EXTRAIT DU TEXTE ::
Licenciement économique : les limites de la protection du congé de maternité
10.10.16L’arrêt de la Cour de cassation du 14 septembre 2016 sur la protection durant le congé de maternité
Dès qu’un employeur a une salariée en congé maternité, il part du principe que le droit du travail lui interdit de prendre la moindre initiative à l’encontre de cette salariée. Or, les juges viennent de rappeler que cette protection n’est pas absolue. Par un arrêt rendu le 14 septembre 2016, la chambre sociale de la Cour de cassation est venue clarifier l’étendue de la protection offerte par le congé de maternité dans l’hypothèse d’une procédure de licenciement économique. Deux apports majeurs de cet arrêt doivent être retenus.
Information de la salariée en congé maternité concernant son licenciement économique
En l’espèce, un employeur informe sa salariée, alors en congé de maternité, que la société va mettre en œuvre un projet de restructuration impliquant la suppression de son poste et qu’un plan de sauvegarde de l’emploi a été soumis au comité d’entreprise.
Conformément à la procédure prévue en cas de licenciement économique, l’employeur propose à la salariée deux emplois de reclassement qui pourraient lui convenir. La salariée refuse cependant les deux postes proposés et se voit notifier son licenciement pour motif économique à l’expiration de son congé de maternité. La salariée assigne alors l’entreprise en nullité de son licenciement, arguant qu’une mesure préparatoire au licenciement engagée pendant le congé de maternité est prohibée par l’article L 1225-4 du Code du Travail.

[Entrées de données enregistrées]
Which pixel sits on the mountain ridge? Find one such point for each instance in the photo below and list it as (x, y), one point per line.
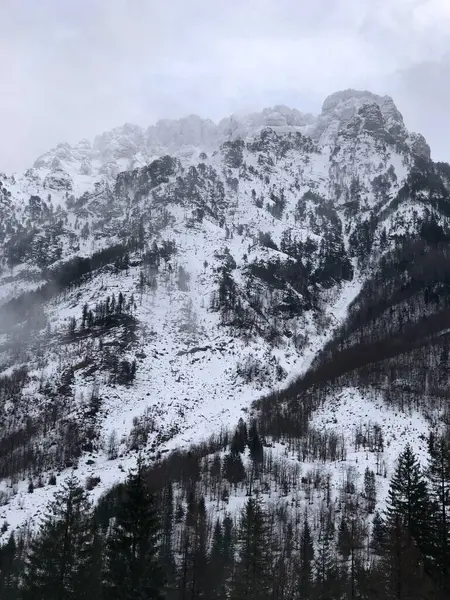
(232, 267)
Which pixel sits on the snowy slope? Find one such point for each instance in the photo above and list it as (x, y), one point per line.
(257, 227)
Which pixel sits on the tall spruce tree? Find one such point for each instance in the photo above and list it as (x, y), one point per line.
(306, 562)
(402, 573)
(9, 570)
(408, 500)
(439, 474)
(57, 565)
(133, 571)
(251, 578)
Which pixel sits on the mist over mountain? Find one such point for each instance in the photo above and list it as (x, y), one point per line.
(158, 285)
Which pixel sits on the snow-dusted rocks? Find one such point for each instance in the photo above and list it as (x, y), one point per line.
(235, 248)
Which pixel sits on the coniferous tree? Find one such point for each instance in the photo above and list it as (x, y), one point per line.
(325, 565)
(403, 575)
(57, 565)
(9, 570)
(306, 562)
(409, 500)
(251, 578)
(378, 538)
(439, 474)
(133, 571)
(166, 549)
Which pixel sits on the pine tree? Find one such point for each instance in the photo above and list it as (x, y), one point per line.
(254, 443)
(409, 500)
(306, 563)
(378, 538)
(133, 571)
(57, 566)
(439, 474)
(252, 572)
(402, 572)
(370, 491)
(166, 549)
(325, 566)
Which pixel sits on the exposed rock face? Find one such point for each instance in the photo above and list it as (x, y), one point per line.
(58, 179)
(419, 146)
(341, 107)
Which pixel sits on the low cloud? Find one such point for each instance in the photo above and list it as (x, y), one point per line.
(74, 69)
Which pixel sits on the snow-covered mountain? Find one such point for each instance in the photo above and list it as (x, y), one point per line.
(155, 282)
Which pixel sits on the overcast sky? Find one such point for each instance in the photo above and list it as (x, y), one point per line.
(74, 68)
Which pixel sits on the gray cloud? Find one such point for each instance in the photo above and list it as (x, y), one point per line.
(75, 68)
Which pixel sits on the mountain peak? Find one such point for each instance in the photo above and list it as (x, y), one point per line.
(341, 107)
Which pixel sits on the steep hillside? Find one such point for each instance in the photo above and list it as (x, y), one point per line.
(156, 283)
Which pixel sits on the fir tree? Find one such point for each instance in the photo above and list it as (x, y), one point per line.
(439, 474)
(409, 500)
(133, 571)
(306, 562)
(57, 566)
(9, 570)
(252, 571)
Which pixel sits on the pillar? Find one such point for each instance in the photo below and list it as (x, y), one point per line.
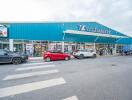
(63, 46)
(11, 45)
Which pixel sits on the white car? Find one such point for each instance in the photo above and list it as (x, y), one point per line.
(84, 54)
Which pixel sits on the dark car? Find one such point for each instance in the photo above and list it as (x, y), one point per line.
(12, 57)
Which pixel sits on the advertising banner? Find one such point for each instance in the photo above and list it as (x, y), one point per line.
(3, 31)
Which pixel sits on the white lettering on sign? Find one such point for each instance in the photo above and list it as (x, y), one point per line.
(95, 30)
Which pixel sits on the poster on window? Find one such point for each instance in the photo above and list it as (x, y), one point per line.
(3, 31)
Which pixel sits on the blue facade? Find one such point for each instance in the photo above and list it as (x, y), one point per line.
(55, 32)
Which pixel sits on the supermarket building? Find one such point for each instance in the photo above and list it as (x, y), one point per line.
(35, 38)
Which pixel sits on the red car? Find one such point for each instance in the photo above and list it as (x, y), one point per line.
(55, 55)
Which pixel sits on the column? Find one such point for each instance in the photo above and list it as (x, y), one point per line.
(63, 46)
(11, 44)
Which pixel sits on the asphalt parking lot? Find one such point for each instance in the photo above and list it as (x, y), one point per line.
(103, 78)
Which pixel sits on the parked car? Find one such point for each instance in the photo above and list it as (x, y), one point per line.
(84, 53)
(55, 55)
(12, 57)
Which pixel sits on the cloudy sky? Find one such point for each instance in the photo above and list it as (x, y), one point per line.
(115, 14)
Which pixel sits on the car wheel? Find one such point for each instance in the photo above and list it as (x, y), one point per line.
(16, 61)
(48, 59)
(66, 58)
(81, 56)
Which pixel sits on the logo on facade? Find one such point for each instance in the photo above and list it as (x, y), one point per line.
(3, 31)
(95, 30)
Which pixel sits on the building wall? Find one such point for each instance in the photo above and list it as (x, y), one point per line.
(54, 31)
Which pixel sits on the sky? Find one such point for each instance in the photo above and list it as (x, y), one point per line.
(116, 14)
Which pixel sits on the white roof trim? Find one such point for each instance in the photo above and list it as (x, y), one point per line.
(93, 34)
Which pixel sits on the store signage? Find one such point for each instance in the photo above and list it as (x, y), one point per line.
(84, 28)
(3, 31)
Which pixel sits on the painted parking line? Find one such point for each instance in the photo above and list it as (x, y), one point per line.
(71, 98)
(9, 91)
(38, 73)
(29, 64)
(35, 67)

OBJECTIFS ::
(1) Citez le passage du texte sur le licenciement économique et le congé de maternité compris entre « Information de la » et « Code du Travail. », bornes incluses.
(2) Poursuivez le texte sur le licenciement économique et le congé de maternité après sa dernière phrase.
Il n'est pas nécessaire de consulter les lignes.

RÉPONSES PAR CONSIGNE ::
(1)
Information de la salariée en congé maternité concernant son licenciement économique
En l’espèce, un employeur informe sa salariée, alors en congé de maternité, que la société va mettre en œuvre un projet de restructuration impliquant la suppression de son poste et qu’un plan de sauvegarde de l’emploi a été soumis au comité d’entreprise.
Conformément à la procédure prévue en cas de licenciement économique, l’employeur propose à la salariée deux emplois de reclassement qui pourraient lui convenir. La salariée refuse cependant les deux postes proposés et se voit notifier son licenciement pour motif économique à l’expiration de son congé de maternité. La salariée assigne alors l’entreprise en nullité de son licenciement, arguant qu’une mesure préparatoire au licenciement engagée pendant le congé de maternité est prohibée par l’article L 1225-4 du Code du Travail.

(2)
Le licenciement pour motif économique peut être préparé pendant le congé de maternité
Le juge rejette toutefois la demande de la salariée, en estimant qu’une proposition de reclassement préalable à un licenciement pour motif économique ne constitue pas une mesure préparatoire au licenciement, mesure prohibée pendant le congé de maternité. En effet, pour la Cour de cassation, les mesures prises par l’employeur pendant le congé de maternité ont pour but d’éviter son licenciement et « ne pouvaient constituer une discrimination dans la mesure où il était indispensable de se rapprocher de la salariée pour précisément préparer son reclassement ».
Ainsi, le congé de maternité d’une salariée ne peut entraver l’engagement d’une procédure de licenciement pour motif économique à son égard. La Cour de cassation vient donc apporter des précisions supplémentaires quant à l’articulation du licenciement pour motif économique avec le congé maternité. Pour rappel, le juge avait déjà pu estimer dans un arrêt précédent du 10 février 2016 que la réorganisation de l’entreprise portée à la connaissance de la salariée avant son départ en congé maternité et ayant donné lieu à plusieurs propositions de postes, refusées par celle-ci, n’est pas une mesure préparatoire prohibée.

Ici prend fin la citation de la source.